■ Requirement:
The required result is the exact run of lines beginning at the one containing "Mark the creosote" and ending at the last line of the entries.

■ Extracted records:
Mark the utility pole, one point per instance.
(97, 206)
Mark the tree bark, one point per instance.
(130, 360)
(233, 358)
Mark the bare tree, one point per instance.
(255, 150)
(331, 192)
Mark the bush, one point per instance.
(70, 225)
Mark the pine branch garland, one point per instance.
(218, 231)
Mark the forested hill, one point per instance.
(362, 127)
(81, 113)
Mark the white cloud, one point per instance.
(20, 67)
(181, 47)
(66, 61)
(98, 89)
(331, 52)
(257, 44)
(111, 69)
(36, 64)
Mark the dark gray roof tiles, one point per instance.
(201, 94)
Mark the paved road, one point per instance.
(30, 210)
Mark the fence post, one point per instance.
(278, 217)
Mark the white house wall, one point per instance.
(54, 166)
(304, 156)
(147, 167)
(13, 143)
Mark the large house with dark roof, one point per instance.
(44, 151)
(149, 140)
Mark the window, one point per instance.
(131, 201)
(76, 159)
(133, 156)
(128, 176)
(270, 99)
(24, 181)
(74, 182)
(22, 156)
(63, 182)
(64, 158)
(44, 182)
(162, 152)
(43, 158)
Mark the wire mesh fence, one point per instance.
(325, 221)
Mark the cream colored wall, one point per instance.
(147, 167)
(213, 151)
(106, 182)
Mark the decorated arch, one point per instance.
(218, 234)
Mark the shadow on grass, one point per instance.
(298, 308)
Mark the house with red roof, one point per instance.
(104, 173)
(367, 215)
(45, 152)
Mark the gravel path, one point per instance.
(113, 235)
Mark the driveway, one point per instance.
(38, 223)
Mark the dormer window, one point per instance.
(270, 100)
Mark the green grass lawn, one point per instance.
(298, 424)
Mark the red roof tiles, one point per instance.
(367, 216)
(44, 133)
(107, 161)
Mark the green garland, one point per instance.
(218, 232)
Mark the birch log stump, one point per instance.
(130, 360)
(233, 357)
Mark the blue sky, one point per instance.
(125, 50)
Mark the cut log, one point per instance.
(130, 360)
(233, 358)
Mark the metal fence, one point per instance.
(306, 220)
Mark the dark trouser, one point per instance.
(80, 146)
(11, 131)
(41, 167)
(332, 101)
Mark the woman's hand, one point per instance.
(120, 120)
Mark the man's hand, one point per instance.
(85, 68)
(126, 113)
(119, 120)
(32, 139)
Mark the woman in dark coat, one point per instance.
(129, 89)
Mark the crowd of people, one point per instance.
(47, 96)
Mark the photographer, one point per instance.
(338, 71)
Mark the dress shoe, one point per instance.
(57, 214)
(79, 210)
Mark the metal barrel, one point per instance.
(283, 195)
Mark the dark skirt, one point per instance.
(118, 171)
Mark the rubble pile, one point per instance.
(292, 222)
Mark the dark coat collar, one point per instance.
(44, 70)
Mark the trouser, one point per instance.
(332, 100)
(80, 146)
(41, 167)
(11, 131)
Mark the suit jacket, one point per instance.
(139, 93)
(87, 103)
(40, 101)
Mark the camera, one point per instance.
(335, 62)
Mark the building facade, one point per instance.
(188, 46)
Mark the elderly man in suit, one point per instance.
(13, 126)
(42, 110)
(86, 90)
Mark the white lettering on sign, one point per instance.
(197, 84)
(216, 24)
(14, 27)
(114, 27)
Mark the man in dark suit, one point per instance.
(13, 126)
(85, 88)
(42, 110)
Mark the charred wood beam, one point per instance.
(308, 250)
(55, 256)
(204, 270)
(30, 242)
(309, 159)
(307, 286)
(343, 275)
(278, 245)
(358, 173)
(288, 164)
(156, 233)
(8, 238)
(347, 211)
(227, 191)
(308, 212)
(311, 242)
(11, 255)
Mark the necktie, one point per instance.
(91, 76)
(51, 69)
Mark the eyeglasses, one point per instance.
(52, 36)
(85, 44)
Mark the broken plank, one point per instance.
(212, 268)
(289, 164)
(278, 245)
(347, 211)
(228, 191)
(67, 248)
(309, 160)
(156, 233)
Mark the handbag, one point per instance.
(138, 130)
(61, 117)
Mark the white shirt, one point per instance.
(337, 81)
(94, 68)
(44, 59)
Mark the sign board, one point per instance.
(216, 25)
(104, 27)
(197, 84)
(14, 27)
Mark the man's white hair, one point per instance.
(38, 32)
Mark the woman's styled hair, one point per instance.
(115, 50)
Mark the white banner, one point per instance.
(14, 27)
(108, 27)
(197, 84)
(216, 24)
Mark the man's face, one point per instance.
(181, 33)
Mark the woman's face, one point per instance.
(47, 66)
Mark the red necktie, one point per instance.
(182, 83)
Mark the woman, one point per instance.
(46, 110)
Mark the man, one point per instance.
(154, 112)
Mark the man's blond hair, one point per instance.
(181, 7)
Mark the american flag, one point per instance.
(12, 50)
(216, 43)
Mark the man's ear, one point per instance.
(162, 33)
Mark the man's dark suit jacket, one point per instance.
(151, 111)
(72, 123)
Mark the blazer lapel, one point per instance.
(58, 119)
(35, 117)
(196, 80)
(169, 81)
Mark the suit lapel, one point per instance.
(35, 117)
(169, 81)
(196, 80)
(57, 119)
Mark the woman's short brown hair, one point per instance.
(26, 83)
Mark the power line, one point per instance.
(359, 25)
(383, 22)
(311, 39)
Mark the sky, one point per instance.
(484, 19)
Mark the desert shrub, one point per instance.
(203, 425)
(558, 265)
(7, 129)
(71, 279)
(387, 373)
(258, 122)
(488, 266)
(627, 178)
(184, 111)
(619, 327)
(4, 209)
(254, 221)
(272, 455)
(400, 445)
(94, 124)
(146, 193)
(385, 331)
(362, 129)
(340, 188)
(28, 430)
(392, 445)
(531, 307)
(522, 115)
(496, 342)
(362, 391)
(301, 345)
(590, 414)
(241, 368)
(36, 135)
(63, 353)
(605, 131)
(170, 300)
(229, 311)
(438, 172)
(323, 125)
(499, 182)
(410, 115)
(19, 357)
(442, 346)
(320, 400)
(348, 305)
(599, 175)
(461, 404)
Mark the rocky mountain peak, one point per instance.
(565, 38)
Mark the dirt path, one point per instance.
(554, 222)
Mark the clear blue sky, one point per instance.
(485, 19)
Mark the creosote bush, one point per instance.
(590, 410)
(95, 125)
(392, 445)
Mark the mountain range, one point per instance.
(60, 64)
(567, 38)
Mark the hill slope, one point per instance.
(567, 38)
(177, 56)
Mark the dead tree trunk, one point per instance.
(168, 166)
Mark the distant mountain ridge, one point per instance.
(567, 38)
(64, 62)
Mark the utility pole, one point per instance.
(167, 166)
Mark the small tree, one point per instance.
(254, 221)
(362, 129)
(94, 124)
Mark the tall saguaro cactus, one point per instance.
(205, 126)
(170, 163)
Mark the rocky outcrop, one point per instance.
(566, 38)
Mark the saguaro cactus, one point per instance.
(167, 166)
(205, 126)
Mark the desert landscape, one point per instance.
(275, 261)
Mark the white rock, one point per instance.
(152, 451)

■ Task result:
Mark the creosote bush, one point per instance.
(590, 410)
(95, 125)
(392, 445)
Mark the mountain range, one point per instance.
(60, 64)
(567, 38)
Mark the hill slope, one point per instance.
(567, 38)
(177, 56)
Mark the dead tree trunk, one point per instance.
(168, 166)
Mark the distant mountain ridge, one point per instance.
(567, 38)
(64, 62)
Mark the utility pole, one point per instance.
(167, 166)
Mark the small tree, one point per instance.
(254, 221)
(362, 129)
(94, 124)
Mark the tall saguaro cactus, one point per instance.
(205, 126)
(170, 163)
Mark the rocky outcrop, one point per instance.
(566, 38)
Mark the saguaro cactus, one point per instance.
(167, 166)
(205, 126)
Mark the desert landscape, one point per instance.
(275, 261)
Mark the white rock, one point per instance.
(152, 451)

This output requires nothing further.